It is the opinion of the Committee that the communication would violate of Rule 4.2 of the Alaska Rules of Professional Conduct.

Rule 4.2 provides as follows:

In representing a client, a lawyer shall not communicate about the subject of the representation with a party or person he knows to be represented by another lawyer in the matter, unless the lawyer has the consent of the other lawyer or is authorized by law to do so. (endnote 2)

The preliminary issue is whether the managing board of the government agency is encompassed within the term "party" as used in Rule 4.2. Persons who might be considered to be the "party" in the context of communications with governmental representatives were addressed in Alaska Bar Association Ethics Opinion 71-1, in which the Committee advised that:

(A)ttorneys may ethically communicate with employees of a governmental entity, so long as that communication is not made with employees of the entity who may reasonably be thought of as representing the entity in matters relating to the matter in controversy, and as long as the lawyer reveals to the employee his identity and representation and the connection between the representation and the communication.

(DATA LINES)

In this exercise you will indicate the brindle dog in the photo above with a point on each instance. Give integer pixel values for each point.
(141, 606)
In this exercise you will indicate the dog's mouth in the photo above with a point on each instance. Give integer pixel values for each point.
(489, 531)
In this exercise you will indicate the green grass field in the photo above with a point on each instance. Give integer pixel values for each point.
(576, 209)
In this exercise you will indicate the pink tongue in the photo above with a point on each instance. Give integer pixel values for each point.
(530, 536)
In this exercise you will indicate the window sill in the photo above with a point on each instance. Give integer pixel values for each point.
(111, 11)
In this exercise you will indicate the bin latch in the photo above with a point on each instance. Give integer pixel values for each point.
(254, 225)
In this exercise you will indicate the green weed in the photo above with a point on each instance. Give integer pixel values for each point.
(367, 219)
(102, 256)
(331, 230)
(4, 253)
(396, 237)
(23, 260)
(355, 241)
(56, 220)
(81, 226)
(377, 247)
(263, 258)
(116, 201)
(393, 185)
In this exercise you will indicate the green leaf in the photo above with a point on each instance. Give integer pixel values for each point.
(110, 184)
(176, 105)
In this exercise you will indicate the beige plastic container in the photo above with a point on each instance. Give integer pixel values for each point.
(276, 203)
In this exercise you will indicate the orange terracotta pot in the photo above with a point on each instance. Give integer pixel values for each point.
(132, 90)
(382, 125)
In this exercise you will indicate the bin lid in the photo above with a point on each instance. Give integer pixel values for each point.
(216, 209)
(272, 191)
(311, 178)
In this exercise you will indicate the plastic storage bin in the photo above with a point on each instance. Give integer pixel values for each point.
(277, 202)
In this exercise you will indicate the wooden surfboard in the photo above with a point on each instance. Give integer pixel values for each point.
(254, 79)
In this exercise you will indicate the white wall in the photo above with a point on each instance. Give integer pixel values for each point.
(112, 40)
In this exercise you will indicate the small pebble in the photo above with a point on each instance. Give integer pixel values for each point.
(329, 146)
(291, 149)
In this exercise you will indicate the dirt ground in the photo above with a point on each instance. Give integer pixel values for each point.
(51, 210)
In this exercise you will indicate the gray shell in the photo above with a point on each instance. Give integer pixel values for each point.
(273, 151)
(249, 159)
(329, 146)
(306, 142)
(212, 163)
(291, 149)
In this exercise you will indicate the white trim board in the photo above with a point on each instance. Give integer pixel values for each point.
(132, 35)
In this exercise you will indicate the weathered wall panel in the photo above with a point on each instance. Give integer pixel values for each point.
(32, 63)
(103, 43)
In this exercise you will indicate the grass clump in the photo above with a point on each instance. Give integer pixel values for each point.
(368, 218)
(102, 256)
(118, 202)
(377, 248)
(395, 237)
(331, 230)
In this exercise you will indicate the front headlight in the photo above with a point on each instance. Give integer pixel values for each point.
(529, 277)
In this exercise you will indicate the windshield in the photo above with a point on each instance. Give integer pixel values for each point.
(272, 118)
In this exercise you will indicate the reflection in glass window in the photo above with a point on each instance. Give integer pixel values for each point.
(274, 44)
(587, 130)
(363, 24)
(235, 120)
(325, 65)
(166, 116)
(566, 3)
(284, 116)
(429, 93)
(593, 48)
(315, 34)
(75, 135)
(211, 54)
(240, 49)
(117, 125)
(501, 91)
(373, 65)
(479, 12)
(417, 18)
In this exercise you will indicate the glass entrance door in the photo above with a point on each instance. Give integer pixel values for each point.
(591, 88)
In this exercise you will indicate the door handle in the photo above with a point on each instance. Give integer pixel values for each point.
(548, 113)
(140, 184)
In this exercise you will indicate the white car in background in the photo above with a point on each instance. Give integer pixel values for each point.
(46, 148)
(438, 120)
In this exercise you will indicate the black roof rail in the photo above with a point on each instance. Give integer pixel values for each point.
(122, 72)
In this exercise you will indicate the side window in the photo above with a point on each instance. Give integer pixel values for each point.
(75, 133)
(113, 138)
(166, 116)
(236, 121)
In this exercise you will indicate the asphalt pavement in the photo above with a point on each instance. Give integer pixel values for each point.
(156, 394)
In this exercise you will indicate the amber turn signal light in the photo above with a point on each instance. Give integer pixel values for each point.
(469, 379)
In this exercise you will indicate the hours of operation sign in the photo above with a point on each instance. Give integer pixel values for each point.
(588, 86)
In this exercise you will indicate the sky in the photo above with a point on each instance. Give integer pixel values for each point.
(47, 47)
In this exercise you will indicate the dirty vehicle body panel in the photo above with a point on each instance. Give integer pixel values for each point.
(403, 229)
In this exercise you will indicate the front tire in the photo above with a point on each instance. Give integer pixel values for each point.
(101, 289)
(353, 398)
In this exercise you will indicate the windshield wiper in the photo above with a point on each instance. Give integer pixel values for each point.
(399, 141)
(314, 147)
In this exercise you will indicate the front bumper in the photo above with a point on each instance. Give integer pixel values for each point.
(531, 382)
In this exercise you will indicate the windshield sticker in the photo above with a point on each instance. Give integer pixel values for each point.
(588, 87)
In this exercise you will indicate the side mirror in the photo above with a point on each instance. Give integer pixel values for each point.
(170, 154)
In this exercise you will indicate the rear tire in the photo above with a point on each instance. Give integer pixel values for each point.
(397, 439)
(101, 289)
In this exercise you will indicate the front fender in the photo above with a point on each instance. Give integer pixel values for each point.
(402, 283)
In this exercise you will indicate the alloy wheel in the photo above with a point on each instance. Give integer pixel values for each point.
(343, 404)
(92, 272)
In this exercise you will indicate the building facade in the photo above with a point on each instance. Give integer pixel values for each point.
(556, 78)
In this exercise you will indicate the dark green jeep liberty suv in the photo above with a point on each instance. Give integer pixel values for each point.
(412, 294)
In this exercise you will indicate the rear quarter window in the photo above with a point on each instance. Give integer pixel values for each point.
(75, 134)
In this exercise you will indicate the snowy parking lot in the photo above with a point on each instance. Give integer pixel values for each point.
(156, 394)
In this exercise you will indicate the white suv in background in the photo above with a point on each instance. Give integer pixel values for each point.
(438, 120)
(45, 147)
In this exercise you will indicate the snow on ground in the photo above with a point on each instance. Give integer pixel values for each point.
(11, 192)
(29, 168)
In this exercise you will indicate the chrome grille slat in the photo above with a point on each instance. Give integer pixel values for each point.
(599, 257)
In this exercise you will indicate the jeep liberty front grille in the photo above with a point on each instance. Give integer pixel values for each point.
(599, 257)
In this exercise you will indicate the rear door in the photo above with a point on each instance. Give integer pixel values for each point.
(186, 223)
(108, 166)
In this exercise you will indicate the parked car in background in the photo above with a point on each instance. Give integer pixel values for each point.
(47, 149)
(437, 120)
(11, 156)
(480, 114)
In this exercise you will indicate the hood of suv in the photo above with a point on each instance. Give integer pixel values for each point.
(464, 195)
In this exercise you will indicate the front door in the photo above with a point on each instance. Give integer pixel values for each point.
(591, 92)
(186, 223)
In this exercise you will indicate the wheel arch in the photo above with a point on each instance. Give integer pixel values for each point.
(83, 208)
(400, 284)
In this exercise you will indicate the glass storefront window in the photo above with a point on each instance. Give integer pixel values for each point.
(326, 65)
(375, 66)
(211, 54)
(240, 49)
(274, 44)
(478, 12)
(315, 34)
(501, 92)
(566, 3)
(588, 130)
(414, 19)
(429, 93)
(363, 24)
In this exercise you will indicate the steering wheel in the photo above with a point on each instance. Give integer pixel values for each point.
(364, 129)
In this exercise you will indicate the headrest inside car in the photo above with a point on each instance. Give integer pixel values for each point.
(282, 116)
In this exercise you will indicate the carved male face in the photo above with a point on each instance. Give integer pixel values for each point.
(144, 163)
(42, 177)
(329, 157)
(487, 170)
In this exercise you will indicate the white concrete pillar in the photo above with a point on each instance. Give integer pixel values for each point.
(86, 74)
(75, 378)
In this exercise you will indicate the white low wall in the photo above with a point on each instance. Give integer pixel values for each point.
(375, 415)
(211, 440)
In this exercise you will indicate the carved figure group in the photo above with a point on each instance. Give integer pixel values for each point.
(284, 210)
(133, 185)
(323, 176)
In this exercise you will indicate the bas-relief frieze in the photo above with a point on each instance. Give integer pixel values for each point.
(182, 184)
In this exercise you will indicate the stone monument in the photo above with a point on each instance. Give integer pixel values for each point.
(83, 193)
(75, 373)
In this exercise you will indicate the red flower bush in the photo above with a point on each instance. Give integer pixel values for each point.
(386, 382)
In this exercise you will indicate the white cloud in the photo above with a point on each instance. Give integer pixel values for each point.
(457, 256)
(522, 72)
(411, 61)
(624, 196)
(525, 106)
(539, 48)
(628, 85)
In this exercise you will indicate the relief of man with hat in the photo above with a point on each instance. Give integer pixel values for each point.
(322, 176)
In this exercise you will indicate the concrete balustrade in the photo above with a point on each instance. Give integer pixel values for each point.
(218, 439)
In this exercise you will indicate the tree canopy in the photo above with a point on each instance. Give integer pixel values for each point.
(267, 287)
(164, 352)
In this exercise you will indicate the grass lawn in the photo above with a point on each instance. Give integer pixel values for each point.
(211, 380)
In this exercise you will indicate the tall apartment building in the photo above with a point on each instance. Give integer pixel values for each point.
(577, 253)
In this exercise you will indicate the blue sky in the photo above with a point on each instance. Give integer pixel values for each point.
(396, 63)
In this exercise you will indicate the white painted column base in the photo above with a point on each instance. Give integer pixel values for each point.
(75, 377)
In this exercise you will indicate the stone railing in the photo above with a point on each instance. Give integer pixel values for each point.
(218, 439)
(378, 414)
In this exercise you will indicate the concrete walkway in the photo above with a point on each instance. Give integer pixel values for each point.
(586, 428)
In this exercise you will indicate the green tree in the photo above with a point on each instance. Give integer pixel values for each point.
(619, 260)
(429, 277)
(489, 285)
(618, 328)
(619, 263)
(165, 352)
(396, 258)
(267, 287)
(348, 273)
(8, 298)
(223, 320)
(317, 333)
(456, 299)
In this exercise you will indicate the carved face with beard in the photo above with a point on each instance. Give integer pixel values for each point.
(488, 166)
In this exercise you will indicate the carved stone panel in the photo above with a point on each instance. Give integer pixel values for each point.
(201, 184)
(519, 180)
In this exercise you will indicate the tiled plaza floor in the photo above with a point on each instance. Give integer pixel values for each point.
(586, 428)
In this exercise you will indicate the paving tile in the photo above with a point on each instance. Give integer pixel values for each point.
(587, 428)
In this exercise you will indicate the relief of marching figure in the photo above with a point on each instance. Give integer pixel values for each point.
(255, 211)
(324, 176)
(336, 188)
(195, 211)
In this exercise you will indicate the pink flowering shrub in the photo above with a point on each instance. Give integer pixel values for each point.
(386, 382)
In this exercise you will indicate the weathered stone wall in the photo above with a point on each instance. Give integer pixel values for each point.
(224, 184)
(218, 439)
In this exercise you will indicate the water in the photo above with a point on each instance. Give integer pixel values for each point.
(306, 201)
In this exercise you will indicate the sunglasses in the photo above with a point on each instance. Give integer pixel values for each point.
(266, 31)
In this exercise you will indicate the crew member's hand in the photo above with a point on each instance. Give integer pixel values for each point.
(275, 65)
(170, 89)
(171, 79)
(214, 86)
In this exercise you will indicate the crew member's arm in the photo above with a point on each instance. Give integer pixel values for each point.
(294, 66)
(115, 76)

(GOAL OF THE EXERCISE) Could you reproduce everything in the Rule 4.2 ethics opinion from "Rule 4.2 provides" down to "so. (endnote 2)", word for word?

(SOLUTION TO THIS PROBLEM)
Rule 4.2 provides as follows:

In representing a client, a lawyer shall not communicate about the subject of the representation with a party or person he knows to be represented by another lawyer in the matter, unless the lawyer has the consent of the other lawyer or is authorized by law to do so. (endnote 2)